**Text provided**.
▬▬▬

I've been a long-time lurker here, but have finally felt the need to join because, well, I'm stumped.

I've been building a Veroboard clone of a Boss CE-2 chorus pedal based off of this plan:

http://tagboardeffects.blogspot.com/2014/06/boss-ce-2.html

I've been building the third one down the page, the one without the daughterboard or the Madbean depth mod. I simply want the original CE-2.
Unfortunately, I made a horrible error. Two of my jumpers got pinched together underneath the IC4 socket. When I plugged it in, the 33 ohm resistor connected to the 9v supply fried (never had a part burn up on me before). Before I fried another resistor, I traced the 9v portion of the circuit to see where it had inadvertently connected to ground causing the dead resistor. That's when I found the jumper issue. I have repaired it and replaced the fried resistor.

Before I plugged it in again, I double checked the placement of all my parts. I did find one additional error. The 10K resistor (next to the 33 ohm one I fried) was not connected to the ground strip, but was connected to the strip below it. I have also fixed that error.

Now when I plug in the pedal for testing, I get a signal through the bypass. But when I engage the pedal, I get nothing. Not even a weak or distorted signal.

The LED is on and I have checked to see that the board is getting power. I am reading 9.41v where the 9v connects to the board.

I have even tried to audio probe the board and while the audio probe works in bypass, I get no signal before the board (not even at the hot input tab on the input jack, where usually I can get a signal) or on the board. I CAN get a signal through by touching the output tabs of the foot switch and the output jack.

The input tabs on the input jack and foot switch appear to be okay. I can get continuity from the hot tab of the input jack all the way to the input on the circuit board. So the wiring looks good that far. So I can't figure out why I can't pass the audio signal through.

▬▬▬

**Recorded information**.
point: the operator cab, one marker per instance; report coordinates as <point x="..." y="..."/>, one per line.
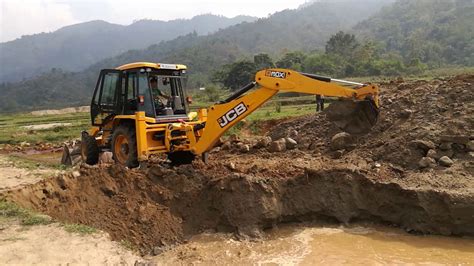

▬▬▬

**To be done**. Continue the forum post about the Boss CE-2 chorus pedal clone, starting right after its final sentence.

**Exercise output**.
I am at a loss as to what I did wrong.

Did my earlier problem also fried the IC chips? If so which ones?

Here are the readings I get from the pins of the IC chips:

IC#1 (JRC4558D)
1. 8.68v
2. 8.64v
3. 8.60v
4. 0
5. 8.60v
6. 8.68v
7. 8.68v
8. 8.60v

IC#2 (TL022CP)
1. 9.16v
2. 8.61v
3. 8.73v
4. 9.26v
5. 8.62v
6. 8.72v
7. 8.72v
8. 9.26v

IC#3 (MN3007)
1. 9.26v
2. 9.05v
3. 7.81v
4. 9.04v
5. 9.26v
6. 9.05v
7. 9.21v
8. 9.21v

IC#4 (MN3101)
1. 9.26v
2. 9.05v
3. 9.26v
4. 9.05v
5. 9.04v
6. 8.95v
7. 9.13v
8. 9.26v

And here are the readings from the 5 transistors (2N5088)

Q1
E 7.33v
B 7.62v
C 9.26v

Q2
E 7.81v
B 8.32v
C 9.26v

Q3
E 7.48v
B 7.84v
C 9.26v

Q4
E 9.26v
B 8.60v
C 8.62v

Q5
E 9.25v
B 8.47v
C 9.26v

Here is a link to a gallery with photos of the front and back of my Veroboard project as well as the schematic from Tonepad:
http://s1134.photobucket.com/user/pdgosselin/library/Boss%20CE-2

I have also used tone pad's parts list. If you need to access it, you can find it here:
http://www.tonepad.com/getFileInfo.asp?id=101

I would appreciate any helping insights that the much smarter people than me on this board can supply. (While I do enjoy these projects, I often feel like I am swimming in water over my head.)

And if you do see additional errors with my work, by all means, let me know.

Thanks in advance for any help and advice.

Paul
"There are gonna be two dates on your tombstone,
All your friends will read 'em,
But all that's gonna matter
Is that little dash between them."
--From the song, "Life Down Here on Earth" by Kevin Welch

Slowpoke101

You are missing 0V on ICs 2, 3 & 4.
Resolder the outlined joint under IC4 and check the voltages again.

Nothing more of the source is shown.